PROBLEMA PROPOSTO A –
Diga se cada afirmação abaixo está de acordo com a resenha sobre o romance Sinuca embaixo d'água. Responda sim ou não e cite o trecho decisivo da resenha, sem alterações. (i) Helena é jornalista e estava de plantão na noite em que Antônia morreu. (ii) Antônia morre ao bater com o carro no início de uma ladeira. (iii) O bar do Polaco fica à beira de um rio.

O luto e a solidão

Metáfora serve de base narrativa ao primeiro romance de Carol Bensimon
Carol Bensimon, autora de “Sinuca embaixo d’água”
01/12/2009

É o que se diz, a metáfora é uma figura de linguagem por excelência literária. Sua capacidade de reinventar sentidos faz a festa de escritores e poetas. Seu manejo, no entanto, é que não oferece qualquer facilidade. Por isso espanta quando um romancista estreante se apega à metáfora como base para uma narrativa. E esse é o caminho do primeiro romance de Carol Bensimon, Sinuca embaixo d’água, um jogo de contrastes e desilusões que marca mutações profundas nos vários personagens.

O título do romance é a primeira das metáforas encontrada pelo leitor. Há nele um simbolismo, ou melhor, uma reverência à impossibilidade. O fatalismo desce dos céus e forma a inapelável necessidade dos homens. Isso mesmo, estamos diante de um clima existencialista, estamos no terreno de Albert Camus onde, por mais que se queira fugir, o destino gruda como praga nos homens. Todos os personagens, por mais distantes que estejam de Antônia, são ferrados pelo luto e pela solidão que decorrem de sua morte.

É isso, todo enredo do romance nasce da morte de Antônia. Numa madrugada a moça bate com o carro no final de uma ladeira. Seus amigos, que passam horas e horas jogando sinuca no bar do Polaco, à beira de um lago, sentem desmoronar o sentido daquelas tardes de vadiagem e rock. O próprio Polaco perde o senso da resistência e da determinação ao se confrontar com os erros do passado e as incertezas do futuro. Até mesmo a jornalista, Helena, que está de plantão na noite da morte de Antônia, e o publicitário iniciante, Gustavo, escalado para criar uma campanha educativa sobre a violência no trânsito, não se sentem indiferentes àquela morte. Também Rosa, tão distante do tempo e do espaço naturais onde se passa toda trama, é ferrada pelo acidente.

Outra vez caímos no campo da metáfora. O poder aglutinador de Antônia se deve a uma seqüência de associações nem sempre percebidas de imediato. Antônio é irmã de Camilo, e Bernardo, o rapaz míope, nutre certa paixão por ela. Os três freqüentam o bar do Polaco e moram na mesma rua. A partir de então, os elos começam a partir e, curiosamente, a agregar os outros personagens numa série bem montada de fatos. E a conseqüência disso tudo é a retomada de um velho bordão de Camus: “Viver contra o muro é uma vida de cão”. E todos estão encurralados por sentimentos que somente afloram com a morte de Antônia, pois é a partir da morte que eles se deixam pensar na vida.

Algumas linhas
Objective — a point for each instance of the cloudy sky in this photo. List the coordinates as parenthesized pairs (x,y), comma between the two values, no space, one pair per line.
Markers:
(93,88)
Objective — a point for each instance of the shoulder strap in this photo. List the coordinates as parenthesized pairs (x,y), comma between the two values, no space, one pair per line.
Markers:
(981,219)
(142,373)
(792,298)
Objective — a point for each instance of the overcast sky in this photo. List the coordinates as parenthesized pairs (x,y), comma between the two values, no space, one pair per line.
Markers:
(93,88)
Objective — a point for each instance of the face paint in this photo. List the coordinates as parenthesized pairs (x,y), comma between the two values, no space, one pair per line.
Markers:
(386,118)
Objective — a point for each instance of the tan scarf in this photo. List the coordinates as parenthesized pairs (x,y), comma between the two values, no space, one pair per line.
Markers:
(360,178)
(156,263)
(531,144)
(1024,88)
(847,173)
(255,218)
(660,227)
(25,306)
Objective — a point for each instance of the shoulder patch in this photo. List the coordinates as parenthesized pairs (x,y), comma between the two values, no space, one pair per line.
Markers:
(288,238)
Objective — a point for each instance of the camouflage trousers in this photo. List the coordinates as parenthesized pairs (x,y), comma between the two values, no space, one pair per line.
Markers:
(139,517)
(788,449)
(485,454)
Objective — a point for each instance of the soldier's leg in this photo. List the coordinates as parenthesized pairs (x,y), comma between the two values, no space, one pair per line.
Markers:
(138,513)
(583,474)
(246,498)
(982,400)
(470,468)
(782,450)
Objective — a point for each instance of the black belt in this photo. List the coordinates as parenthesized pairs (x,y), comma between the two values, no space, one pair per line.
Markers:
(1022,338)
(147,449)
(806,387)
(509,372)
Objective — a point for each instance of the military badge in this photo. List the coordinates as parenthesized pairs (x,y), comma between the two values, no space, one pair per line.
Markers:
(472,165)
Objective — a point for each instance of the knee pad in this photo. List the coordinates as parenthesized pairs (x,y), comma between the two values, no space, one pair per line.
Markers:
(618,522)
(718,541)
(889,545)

PROBLEMA PROPOSTO B –
Conte quantas linhas de texto, entre as linhas listadas acima, contêm a palavra "shoulder", levando em conta maiúsculas e minúsculas. Responda apenas com o número.

RESOLUÇÃO A –
(i) Sim: "a jornalista, Helena, que está de plantão na noite da morte de Antônia"
(ii) Não: "Numa madrugada a moça bate com o carro no final de uma ladeira."
(iii) Não: "no bar do Polaco, à beira de um lago"

RESOLUÇÃO B –
2